From: Zorro Lang <zlang@redhat.com>
To: Eric Sandeen <sandeen@sandeen.net>
Cc: linux-xfs@vger.kernel.org
Subject: Re: [PATCH] repair: handle reading superblock from image on larger sector size filesystem
Date: Sat, 11 Mar 2017 00:28:59 +0800 [thread overview]
Message-ID: <20170310162859.GA21915@dhcp12-143.nay.redhat.com> (raw)
In-Reply-To: <41576a80-2f48-14e3-78c0-7425afe402c3@sandeen.net>
On Thu, Mar 09, 2017 at 08:58:07PM -0600, Eric Sandeen wrote:
> On 3/8/17 12:40 PM, Zorro Lang wrote:
> > Due to xfs_repair uses direct IO, sometimes it can't read superblock
> > from an image file has smaller sector size than host filesystem.
> > Especially that superblock doesn't align with host filesystem's
> > sector size.
> >
> > To avoid this, when direct read returns EINVAL, turn off direct IO,
> > then try to read again.

**Entries**

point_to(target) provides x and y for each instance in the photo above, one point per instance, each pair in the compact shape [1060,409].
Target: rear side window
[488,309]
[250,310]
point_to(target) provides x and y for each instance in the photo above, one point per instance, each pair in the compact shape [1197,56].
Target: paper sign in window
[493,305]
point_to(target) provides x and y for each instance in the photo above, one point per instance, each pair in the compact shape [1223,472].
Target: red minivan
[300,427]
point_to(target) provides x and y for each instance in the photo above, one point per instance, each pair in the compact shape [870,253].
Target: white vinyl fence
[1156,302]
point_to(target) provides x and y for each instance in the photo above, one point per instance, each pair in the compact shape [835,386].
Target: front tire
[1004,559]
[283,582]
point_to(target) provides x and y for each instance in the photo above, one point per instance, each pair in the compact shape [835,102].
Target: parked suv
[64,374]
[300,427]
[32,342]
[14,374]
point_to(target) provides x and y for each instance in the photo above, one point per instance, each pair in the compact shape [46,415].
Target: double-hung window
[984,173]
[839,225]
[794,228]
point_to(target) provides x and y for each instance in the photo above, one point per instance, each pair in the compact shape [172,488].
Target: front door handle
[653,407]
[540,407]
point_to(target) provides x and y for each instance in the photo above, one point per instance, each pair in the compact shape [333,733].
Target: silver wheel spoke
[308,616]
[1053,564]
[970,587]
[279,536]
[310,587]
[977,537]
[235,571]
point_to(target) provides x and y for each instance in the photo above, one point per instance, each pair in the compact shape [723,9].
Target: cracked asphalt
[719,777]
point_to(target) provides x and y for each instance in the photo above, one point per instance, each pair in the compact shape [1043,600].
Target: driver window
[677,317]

**Set tasks**
1. Please print a passage from the xfs_repair email, beginning at the words "From: Zorro Lang" and stopping after "than host filesystem.".
2. According to the xfs_repair email, what should happen when a direct read returns EINVAL?

**Answer list**
1.
From: Zorro Lang <zlang@redhat.com>
To: Eric Sandeen <sandeen@sandeen.net>
Cc: linux-xfs@vger.kernel.org
Subject: Re: [PATCH] repair: handle reading superblock from image on larger sector size filesystem
Date: Sat, 11 Mar 2017 00:28:59 +0800 [thread overview]
Message-ID: <20170310162859.GA21915@dhcp12-143.nay.redhat.com> (raw)
In-Reply-To: <41576a80-2f48-14e3-78c0-7425afe402c3@sandeen.net>
On Thu, Mar 09, 2017 at 08:58:07PM -0600, Eric Sandeen wrote:
> On 3/8/17 12:40 PM, Zorro Lang wrote:
> > Due to xfs_repair uses direct IO, sometimes it can't read superblock
> > from an image file has smaller sector size than host filesystem.

2. Direct IO is turned off, and the read is tried again.